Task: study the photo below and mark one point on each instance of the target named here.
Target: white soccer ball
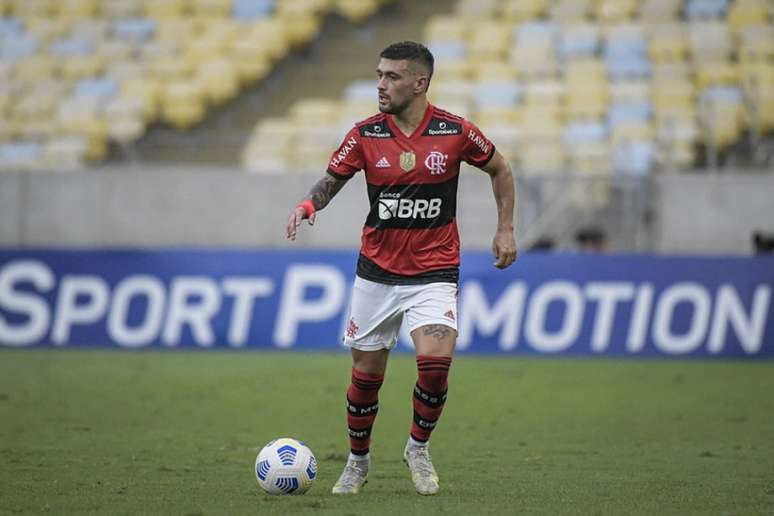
(285, 466)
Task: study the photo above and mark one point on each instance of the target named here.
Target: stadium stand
(76, 75)
(600, 87)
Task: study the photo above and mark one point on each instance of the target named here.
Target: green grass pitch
(111, 432)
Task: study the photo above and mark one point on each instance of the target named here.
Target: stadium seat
(249, 10)
(580, 40)
(634, 157)
(516, 11)
(706, 9)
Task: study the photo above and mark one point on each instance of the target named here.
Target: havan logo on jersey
(344, 152)
(377, 130)
(409, 208)
(479, 140)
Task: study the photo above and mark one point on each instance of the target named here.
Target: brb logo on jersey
(436, 163)
(393, 207)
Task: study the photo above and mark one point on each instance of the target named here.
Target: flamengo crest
(408, 161)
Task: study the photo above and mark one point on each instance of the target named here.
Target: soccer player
(409, 260)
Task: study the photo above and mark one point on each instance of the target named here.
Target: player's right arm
(345, 162)
(318, 198)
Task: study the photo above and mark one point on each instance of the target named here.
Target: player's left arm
(504, 243)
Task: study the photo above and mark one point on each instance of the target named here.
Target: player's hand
(296, 216)
(504, 249)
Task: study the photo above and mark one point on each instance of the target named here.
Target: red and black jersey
(410, 234)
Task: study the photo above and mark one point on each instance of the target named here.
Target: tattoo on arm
(439, 331)
(324, 190)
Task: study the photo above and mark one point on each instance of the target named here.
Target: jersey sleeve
(348, 158)
(477, 149)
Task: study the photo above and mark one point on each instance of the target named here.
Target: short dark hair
(411, 51)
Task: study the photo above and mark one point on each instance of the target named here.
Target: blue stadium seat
(581, 132)
(101, 88)
(10, 26)
(634, 158)
(628, 112)
(447, 50)
(703, 9)
(535, 33)
(19, 152)
(248, 10)
(16, 47)
(489, 95)
(134, 29)
(71, 47)
(361, 90)
(578, 41)
(723, 94)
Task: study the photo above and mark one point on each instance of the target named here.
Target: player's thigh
(431, 314)
(370, 362)
(375, 316)
(434, 340)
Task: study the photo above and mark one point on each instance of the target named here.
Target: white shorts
(376, 311)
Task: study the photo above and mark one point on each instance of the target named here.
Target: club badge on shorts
(408, 161)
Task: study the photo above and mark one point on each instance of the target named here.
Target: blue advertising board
(545, 304)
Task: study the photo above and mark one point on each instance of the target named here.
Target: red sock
(429, 394)
(362, 406)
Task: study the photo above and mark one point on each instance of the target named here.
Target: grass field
(101, 432)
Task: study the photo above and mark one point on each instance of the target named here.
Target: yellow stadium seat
(546, 158)
(148, 90)
(34, 8)
(633, 131)
(113, 9)
(745, 14)
(544, 92)
(269, 38)
(534, 63)
(210, 9)
(356, 10)
(476, 9)
(36, 69)
(489, 40)
(219, 79)
(659, 11)
(47, 29)
(615, 11)
(65, 153)
(453, 70)
(178, 30)
(165, 8)
(493, 70)
(79, 9)
(317, 111)
(668, 42)
(629, 91)
(204, 48)
(171, 68)
(446, 28)
(721, 123)
(516, 11)
(710, 41)
(716, 74)
(570, 10)
(587, 103)
(76, 68)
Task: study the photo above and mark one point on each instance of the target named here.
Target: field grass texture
(112, 432)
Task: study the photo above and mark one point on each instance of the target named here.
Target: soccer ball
(285, 466)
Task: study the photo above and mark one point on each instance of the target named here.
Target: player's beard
(393, 108)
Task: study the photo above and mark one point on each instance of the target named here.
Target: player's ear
(421, 84)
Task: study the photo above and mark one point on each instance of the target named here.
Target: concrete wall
(712, 213)
(208, 207)
(124, 207)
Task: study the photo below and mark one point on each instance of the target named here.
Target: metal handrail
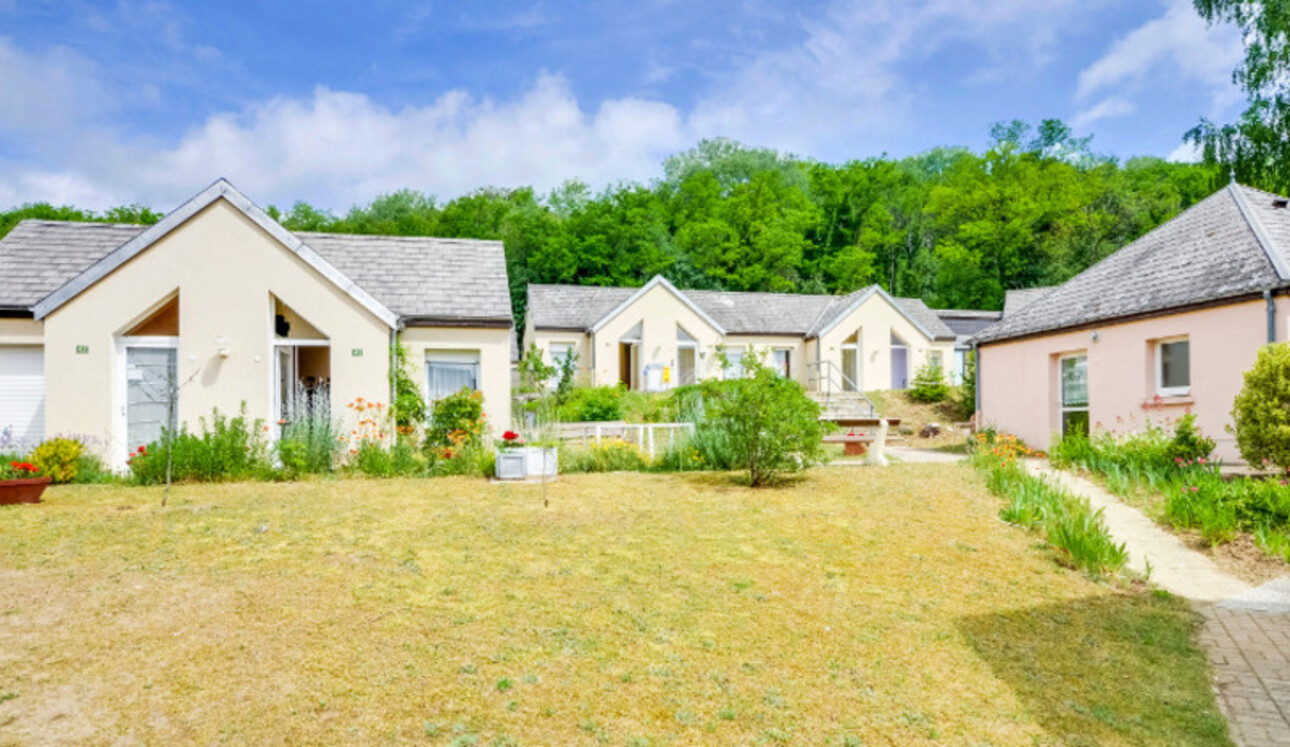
(826, 376)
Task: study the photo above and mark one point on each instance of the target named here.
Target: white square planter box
(526, 462)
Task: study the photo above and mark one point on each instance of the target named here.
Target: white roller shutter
(22, 394)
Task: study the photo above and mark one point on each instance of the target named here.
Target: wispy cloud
(1177, 48)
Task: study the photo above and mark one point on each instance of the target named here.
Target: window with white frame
(734, 363)
(1073, 373)
(450, 370)
(783, 361)
(1173, 367)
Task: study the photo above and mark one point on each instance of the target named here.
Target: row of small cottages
(218, 307)
(99, 323)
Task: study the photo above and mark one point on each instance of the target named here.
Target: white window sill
(1168, 400)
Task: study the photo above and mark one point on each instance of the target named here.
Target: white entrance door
(22, 396)
(150, 385)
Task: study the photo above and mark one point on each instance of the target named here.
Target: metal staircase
(840, 399)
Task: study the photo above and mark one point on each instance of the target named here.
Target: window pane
(1175, 364)
(782, 365)
(1075, 382)
(1075, 422)
(449, 372)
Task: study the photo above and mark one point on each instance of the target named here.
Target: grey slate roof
(421, 276)
(965, 323)
(1210, 252)
(761, 312)
(579, 307)
(1018, 299)
(36, 257)
(417, 278)
(929, 319)
(573, 306)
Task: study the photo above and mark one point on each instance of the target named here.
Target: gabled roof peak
(219, 189)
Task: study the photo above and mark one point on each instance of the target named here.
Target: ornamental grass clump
(1064, 520)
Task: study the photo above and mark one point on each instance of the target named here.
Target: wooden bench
(854, 444)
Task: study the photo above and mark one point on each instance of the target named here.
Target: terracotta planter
(26, 490)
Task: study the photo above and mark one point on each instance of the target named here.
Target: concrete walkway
(1246, 631)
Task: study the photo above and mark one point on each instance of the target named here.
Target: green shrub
(457, 419)
(929, 385)
(609, 456)
(90, 470)
(58, 459)
(409, 405)
(592, 404)
(534, 370)
(1188, 444)
(308, 444)
(226, 449)
(1260, 416)
(773, 427)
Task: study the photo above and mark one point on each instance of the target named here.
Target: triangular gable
(179, 216)
(658, 280)
(864, 296)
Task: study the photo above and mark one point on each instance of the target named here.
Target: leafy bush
(1188, 443)
(929, 385)
(468, 459)
(610, 456)
(964, 398)
(310, 443)
(457, 419)
(409, 405)
(225, 449)
(773, 427)
(58, 459)
(1260, 416)
(592, 404)
(1064, 520)
(534, 370)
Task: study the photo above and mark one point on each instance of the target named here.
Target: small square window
(1173, 368)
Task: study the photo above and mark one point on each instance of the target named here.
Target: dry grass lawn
(857, 607)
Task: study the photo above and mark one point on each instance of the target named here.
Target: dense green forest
(951, 226)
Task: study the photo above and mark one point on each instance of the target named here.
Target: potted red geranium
(21, 483)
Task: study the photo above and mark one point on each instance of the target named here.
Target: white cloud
(337, 149)
(1106, 109)
(849, 80)
(47, 94)
(1175, 48)
(1186, 154)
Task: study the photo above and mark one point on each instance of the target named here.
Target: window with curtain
(449, 372)
(1174, 367)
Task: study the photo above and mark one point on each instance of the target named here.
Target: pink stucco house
(1162, 327)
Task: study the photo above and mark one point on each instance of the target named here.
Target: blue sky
(103, 103)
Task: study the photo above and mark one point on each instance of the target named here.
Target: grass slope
(854, 607)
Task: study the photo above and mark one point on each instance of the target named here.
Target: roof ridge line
(1260, 235)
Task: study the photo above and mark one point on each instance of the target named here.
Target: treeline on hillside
(951, 226)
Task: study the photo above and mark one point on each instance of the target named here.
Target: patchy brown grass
(913, 416)
(852, 607)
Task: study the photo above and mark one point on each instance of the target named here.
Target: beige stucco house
(658, 337)
(1164, 327)
(98, 321)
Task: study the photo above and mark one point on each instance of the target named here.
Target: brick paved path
(1246, 632)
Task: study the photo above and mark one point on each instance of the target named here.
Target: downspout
(1272, 315)
(394, 360)
(975, 378)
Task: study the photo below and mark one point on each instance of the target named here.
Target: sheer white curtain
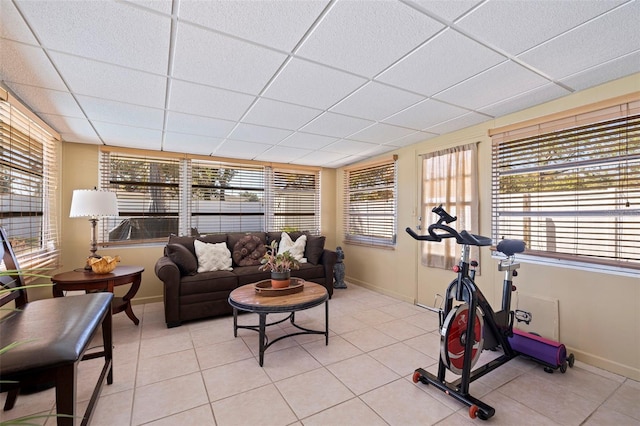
(450, 178)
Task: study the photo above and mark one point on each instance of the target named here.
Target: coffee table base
(262, 326)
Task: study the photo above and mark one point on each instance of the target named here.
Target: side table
(81, 279)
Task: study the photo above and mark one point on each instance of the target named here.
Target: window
(159, 196)
(570, 187)
(370, 204)
(28, 185)
(449, 177)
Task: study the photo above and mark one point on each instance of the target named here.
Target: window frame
(580, 127)
(193, 211)
(383, 233)
(33, 154)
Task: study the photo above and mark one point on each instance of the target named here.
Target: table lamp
(93, 204)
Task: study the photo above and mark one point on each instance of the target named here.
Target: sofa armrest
(329, 258)
(169, 274)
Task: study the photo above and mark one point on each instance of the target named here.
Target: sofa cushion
(212, 256)
(248, 251)
(296, 249)
(181, 256)
(314, 249)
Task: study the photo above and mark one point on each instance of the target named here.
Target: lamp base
(87, 265)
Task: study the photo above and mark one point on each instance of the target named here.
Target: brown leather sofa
(191, 295)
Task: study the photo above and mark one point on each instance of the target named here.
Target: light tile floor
(199, 374)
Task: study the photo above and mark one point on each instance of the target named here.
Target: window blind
(148, 192)
(28, 187)
(227, 197)
(571, 187)
(370, 204)
(294, 200)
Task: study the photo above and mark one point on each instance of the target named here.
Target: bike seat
(511, 247)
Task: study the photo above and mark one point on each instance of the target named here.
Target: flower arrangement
(274, 262)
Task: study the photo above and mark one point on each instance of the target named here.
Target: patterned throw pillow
(212, 257)
(248, 251)
(181, 256)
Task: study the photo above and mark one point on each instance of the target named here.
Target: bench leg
(66, 394)
(12, 395)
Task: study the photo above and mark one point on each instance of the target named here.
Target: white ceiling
(317, 82)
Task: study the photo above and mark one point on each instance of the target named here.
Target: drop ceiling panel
(320, 158)
(198, 125)
(133, 137)
(47, 101)
(207, 101)
(524, 100)
(209, 58)
(607, 71)
(499, 83)
(447, 9)
(105, 31)
(442, 62)
(516, 26)
(376, 101)
(466, 120)
(72, 129)
(278, 24)
(611, 36)
(28, 65)
(13, 26)
(411, 139)
(280, 114)
(381, 133)
(282, 154)
(259, 134)
(121, 113)
(240, 149)
(336, 125)
(190, 144)
(425, 114)
(100, 80)
(305, 83)
(349, 36)
(349, 147)
(307, 140)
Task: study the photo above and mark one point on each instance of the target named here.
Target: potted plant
(280, 265)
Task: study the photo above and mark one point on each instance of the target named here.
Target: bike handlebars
(462, 237)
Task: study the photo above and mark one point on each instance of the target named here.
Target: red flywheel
(454, 335)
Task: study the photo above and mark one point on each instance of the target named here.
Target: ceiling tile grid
(312, 82)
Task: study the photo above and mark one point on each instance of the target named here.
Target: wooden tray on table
(263, 288)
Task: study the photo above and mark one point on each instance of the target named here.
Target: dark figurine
(338, 270)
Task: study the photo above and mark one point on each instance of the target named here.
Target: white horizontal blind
(227, 197)
(294, 200)
(148, 192)
(28, 188)
(571, 188)
(370, 204)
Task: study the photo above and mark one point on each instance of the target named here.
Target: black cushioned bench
(54, 335)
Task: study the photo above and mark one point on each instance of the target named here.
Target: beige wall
(599, 313)
(80, 171)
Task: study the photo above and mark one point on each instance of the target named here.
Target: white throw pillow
(212, 257)
(296, 249)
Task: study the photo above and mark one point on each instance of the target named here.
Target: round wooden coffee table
(81, 279)
(246, 299)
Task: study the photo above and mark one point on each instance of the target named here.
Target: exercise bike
(471, 326)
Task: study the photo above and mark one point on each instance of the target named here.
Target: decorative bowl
(104, 265)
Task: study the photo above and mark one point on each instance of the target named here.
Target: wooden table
(81, 279)
(246, 299)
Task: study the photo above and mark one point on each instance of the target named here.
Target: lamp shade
(93, 203)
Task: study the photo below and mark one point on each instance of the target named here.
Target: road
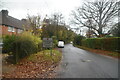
(79, 63)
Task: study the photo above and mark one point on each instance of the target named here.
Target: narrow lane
(78, 63)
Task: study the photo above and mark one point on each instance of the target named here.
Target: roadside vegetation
(106, 45)
(39, 65)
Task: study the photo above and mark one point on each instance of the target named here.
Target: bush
(77, 40)
(22, 45)
(110, 44)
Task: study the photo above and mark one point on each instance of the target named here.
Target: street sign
(47, 42)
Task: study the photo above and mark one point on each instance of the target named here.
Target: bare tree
(57, 18)
(96, 15)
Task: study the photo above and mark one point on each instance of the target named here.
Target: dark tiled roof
(5, 19)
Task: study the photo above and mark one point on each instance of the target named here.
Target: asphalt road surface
(79, 63)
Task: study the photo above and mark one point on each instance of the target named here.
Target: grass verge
(38, 65)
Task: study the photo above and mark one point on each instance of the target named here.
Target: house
(10, 25)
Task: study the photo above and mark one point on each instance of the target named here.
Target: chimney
(5, 12)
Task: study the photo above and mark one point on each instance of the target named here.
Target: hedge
(110, 44)
(22, 45)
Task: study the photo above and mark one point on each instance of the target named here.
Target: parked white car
(61, 44)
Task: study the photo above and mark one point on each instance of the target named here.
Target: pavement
(79, 63)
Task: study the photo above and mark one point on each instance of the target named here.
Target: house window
(11, 29)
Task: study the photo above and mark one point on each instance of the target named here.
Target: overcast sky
(20, 8)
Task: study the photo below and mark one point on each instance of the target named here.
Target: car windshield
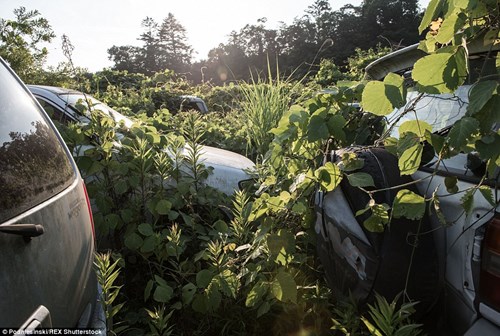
(34, 165)
(439, 111)
(74, 99)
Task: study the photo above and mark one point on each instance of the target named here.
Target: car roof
(54, 89)
(404, 59)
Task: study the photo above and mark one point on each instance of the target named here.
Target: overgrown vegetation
(197, 262)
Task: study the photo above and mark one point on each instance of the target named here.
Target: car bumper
(483, 327)
(98, 319)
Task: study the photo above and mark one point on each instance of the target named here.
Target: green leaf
(163, 294)
(381, 98)
(256, 294)
(480, 94)
(214, 297)
(147, 290)
(228, 283)
(437, 208)
(431, 13)
(462, 131)
(133, 241)
(468, 201)
(451, 24)
(489, 146)
(336, 125)
(121, 187)
(281, 246)
(188, 292)
(221, 226)
(200, 303)
(317, 129)
(329, 176)
(409, 160)
(299, 208)
(441, 72)
(418, 127)
(450, 183)
(284, 287)
(149, 244)
(361, 180)
(487, 194)
(263, 309)
(145, 229)
(160, 281)
(409, 205)
(163, 207)
(203, 278)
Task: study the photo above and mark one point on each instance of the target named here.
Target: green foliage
(107, 273)
(390, 320)
(262, 106)
(21, 40)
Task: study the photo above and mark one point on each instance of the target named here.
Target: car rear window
(33, 163)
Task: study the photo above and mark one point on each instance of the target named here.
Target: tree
(127, 58)
(21, 40)
(164, 47)
(175, 53)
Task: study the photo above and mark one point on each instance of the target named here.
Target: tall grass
(263, 103)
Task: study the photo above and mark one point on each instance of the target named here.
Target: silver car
(229, 168)
(46, 228)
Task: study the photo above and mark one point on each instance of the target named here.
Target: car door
(46, 233)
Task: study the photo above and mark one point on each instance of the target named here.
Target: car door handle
(25, 230)
(39, 319)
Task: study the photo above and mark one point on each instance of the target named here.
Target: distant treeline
=======
• **TASK DIRECTIONS**
Please list every line of the listing above that contains the word "throw".

• **TASK ANSWER**
Target: patterned throw pillow
Target: white throw pillow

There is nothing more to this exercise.